EXCERPTED TEXT.
■ ■ ■ ■ ■ ■ ■

Besides being allergic to the cold and it sucking life has been uneventful the past few days.  I really didnt' know what to blog about.  Since yesterday I've been hanging out in the forums or The Coffee Shop and got into a bit of a tiff with a know it all and very contradicting and immature 22 year old girl.  I don't say woman because she simply does not fit that description.  It really does take me a lot to get pissed off at someone or something but she really struck a nerve with me.  She talked down not only to me but to other people in the forum like we had no clue what life was about.  We are all different ages and walks of life there and for a 22 year old brat to tell some of us how it is and what we are doing wrong is just absurd...really.  I have a hard time dealing with kids who have a lack of knowledge enough to know when to quit and leave things be.  She most certainly did not.

■ ■ ■ ■ ■ ■ ■

(Saved entries)

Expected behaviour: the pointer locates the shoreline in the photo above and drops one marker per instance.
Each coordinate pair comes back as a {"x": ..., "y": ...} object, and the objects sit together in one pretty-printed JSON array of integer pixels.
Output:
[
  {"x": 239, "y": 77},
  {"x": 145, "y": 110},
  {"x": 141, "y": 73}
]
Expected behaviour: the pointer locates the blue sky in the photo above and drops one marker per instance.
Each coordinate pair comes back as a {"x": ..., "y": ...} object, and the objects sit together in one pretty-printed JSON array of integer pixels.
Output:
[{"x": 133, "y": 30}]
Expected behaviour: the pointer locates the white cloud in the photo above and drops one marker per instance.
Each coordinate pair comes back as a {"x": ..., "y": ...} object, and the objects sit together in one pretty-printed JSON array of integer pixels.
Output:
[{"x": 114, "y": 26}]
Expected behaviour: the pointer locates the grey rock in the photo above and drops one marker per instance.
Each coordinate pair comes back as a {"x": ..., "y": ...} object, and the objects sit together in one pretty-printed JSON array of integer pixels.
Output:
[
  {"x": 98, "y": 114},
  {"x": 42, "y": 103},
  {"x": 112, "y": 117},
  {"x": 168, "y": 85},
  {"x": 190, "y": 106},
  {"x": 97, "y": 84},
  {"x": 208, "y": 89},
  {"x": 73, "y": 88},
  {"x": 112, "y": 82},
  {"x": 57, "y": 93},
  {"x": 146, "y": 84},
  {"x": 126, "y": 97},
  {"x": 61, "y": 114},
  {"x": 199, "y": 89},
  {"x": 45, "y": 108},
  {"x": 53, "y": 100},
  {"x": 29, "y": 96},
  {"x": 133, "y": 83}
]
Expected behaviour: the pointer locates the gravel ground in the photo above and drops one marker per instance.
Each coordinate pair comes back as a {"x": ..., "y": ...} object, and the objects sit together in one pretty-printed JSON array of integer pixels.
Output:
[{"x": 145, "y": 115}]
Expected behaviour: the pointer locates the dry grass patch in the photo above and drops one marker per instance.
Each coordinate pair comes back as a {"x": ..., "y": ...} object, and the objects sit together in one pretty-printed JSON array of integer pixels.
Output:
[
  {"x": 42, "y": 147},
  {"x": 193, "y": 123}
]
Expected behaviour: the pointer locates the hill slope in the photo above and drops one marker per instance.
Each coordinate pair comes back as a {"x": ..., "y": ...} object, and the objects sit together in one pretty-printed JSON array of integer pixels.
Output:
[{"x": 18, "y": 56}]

■ ■ ■ ■ ■ ■ ■

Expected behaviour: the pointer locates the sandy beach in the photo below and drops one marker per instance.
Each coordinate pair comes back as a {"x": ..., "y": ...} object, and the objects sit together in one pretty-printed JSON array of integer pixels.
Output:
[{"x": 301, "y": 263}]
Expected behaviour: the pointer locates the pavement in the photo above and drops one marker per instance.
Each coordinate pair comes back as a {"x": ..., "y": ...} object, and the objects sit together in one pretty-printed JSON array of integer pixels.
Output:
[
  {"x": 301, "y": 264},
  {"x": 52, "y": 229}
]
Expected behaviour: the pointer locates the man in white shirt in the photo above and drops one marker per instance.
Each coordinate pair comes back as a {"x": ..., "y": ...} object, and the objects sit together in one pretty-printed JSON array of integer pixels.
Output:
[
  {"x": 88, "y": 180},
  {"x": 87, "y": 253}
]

■ ■ ■ ■ ■ ■ ■

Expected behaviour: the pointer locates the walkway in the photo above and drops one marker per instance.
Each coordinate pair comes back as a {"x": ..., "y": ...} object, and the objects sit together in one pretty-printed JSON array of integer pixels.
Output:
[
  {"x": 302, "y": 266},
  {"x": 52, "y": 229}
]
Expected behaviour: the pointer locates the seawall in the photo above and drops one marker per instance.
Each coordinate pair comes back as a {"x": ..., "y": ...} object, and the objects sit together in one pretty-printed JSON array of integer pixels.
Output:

■ ■ ■ ■ ■ ■ ■

INSTRUCTIONS FOR THE TASK. Extend the blog post about the argument in the forum from its last sentence.

RESPONSE TO THE TASK.
Her thread was about rape and little kids dressing provocatively and family values and things like that.  She mostly lingered on the rape topic.  Rape is something that is a very sore subject with me for several reasons.  My close friends and family know that I've gone through some traumatic things and one of them was rape.  It's something that changes your life for the rest of your life, not just for the moment or for a short time, but forever.  It puts doubt about certain things in your head that wouldn't have otherwise been there.  It puts fear in your heart and soul where it wouldn't have normally been there.  It makes you cry when there would have normally had been a laugh.  It takes the smile from your face and turns it into a sorrowful scowl.  It leaves a scar on your spirit that you can't erase.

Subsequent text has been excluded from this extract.